START DOCUMENT TEXT

Historic Northampton hospital saved from demolition

The former St Edmund's Hospital in Wellingborough Road
The former St Edmund's Hospital in Wellingborough Road

The Government has said Northampton’s historic St Edmund’s Hospital building should never be demolished.

Earlier this year, an unknown organisation applied to English Heritage to remove the historic building’s listed status - leading to fears it could one day be demolished.

But now, the Department for Culture, Media and Sport (DCMS) has said the listed status should not be removed, meaning the 176-year-old building in Wellingborough Road cannot be knocked down.

The move has been welcomed by officials at English Heritage, who advised the Government that the building should be protected for the future.

A spokesman for English Heritage said: “We’re pleased the Government has agreed with our recommendation to keep St Edmund’s Hospital in Northampton on the statutory List.

“Built in 1836-7, it was one of the first generation of New Poor Law workhouses, designed by the eminent Victorian architect George Gilbert Scott, and it represents a key moment in changing social attitudes towards the provision made for the poor and destitute. “

The main hospital building has stood derelict since 1999 despite a Tesco and a restaurant being built on neighbouring parts of the former hospital site.

Northampton Borough Council’s cabinet member for regeneration, Councillor Tim Hadland (Con, Old Duston) said the authority would now work with the site’s owners to get the hospital redeveloped.

He said: “We welcome the decision of the Secretary of State for Culture, Media and Sport to retain St Edmund’s Hospital on the list of buildings of special architectural or historic interest.

“Owning a listed building comes with a duty to protect it, so we will continue to talk with the landowners about their plans and how they can bring the site back into use.”

St Edmund’s Hospital was built in 1836 as a workhouse and was converted into a hospital in the 1930s, before closing in 1999.

It was designed by world famous architect Sir George Gilbert Scott, who went on to create both the Albert Memorial in London and the Midland Grand Hotel at St Pancras Satation.

END DOCUMENT TEXT
START RECORDED INFORMATION

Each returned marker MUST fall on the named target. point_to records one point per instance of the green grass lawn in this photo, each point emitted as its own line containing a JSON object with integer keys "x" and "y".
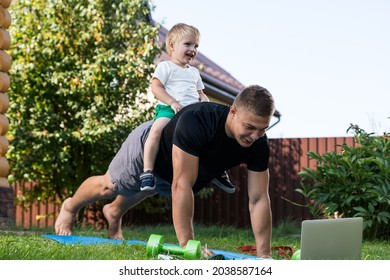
{"x": 30, "y": 245}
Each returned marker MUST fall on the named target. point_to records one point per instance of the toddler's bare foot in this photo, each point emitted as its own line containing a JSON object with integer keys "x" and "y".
{"x": 65, "y": 220}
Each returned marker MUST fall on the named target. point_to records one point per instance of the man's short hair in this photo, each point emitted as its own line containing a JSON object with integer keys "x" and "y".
{"x": 257, "y": 100}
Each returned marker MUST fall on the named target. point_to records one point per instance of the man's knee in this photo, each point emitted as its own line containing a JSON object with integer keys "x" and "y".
{"x": 108, "y": 188}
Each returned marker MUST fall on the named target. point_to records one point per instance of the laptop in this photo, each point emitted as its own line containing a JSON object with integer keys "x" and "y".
{"x": 332, "y": 239}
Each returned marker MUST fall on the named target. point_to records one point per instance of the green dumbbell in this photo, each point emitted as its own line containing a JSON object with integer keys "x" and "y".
{"x": 155, "y": 245}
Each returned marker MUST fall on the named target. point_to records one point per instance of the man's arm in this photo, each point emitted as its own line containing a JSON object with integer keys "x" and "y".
{"x": 260, "y": 211}
{"x": 185, "y": 172}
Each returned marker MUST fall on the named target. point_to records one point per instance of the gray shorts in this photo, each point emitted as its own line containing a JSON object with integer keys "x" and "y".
{"x": 127, "y": 165}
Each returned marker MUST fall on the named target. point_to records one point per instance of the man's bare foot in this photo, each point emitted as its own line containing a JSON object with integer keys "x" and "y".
{"x": 65, "y": 220}
{"x": 114, "y": 223}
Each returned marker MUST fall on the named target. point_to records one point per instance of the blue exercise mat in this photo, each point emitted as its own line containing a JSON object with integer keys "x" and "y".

END RECORDED INFORMATION

*QUESTIONS ON THE MATERIAL*:
A – According to the article about St Edmund's Hospital, since what year has the main hospital building stood derelict?
B – Transcribe the article about St Edmund's Hospital from "Northampton Borough Council’s" up to and including "St Pancras Satation.".
The rows above are not needed for anything here.

*WRITTEN ANSWERS*:
A – Since 1999.

B –
Northampton Borough Council’s cabinet member for regeneration, Councillor Tim Hadland (Con, Old Duston) said the authority would now work with the site’s owners to get the hospital redeveloped.

He said: “We welcome the decision of the Secretary of State for Culture, Media and Sport to retain St Edmund’s Hospital on the list of buildings of special architectural or historic interest.

“Owning a listed building comes with a duty to protect it, so we will continue to talk with the landowners about their plans and how they can bring the site back into use.”

St Edmund’s Hospital was built in 1836 as a workhouse and was converted into a hospital in the 1930s, before closing in 1999.

It was designed by world famous architect Sir George Gilbert Scott, who went on to create both the Albert Memorial in London and the Midland Grand Hotel at St Pancras Satation.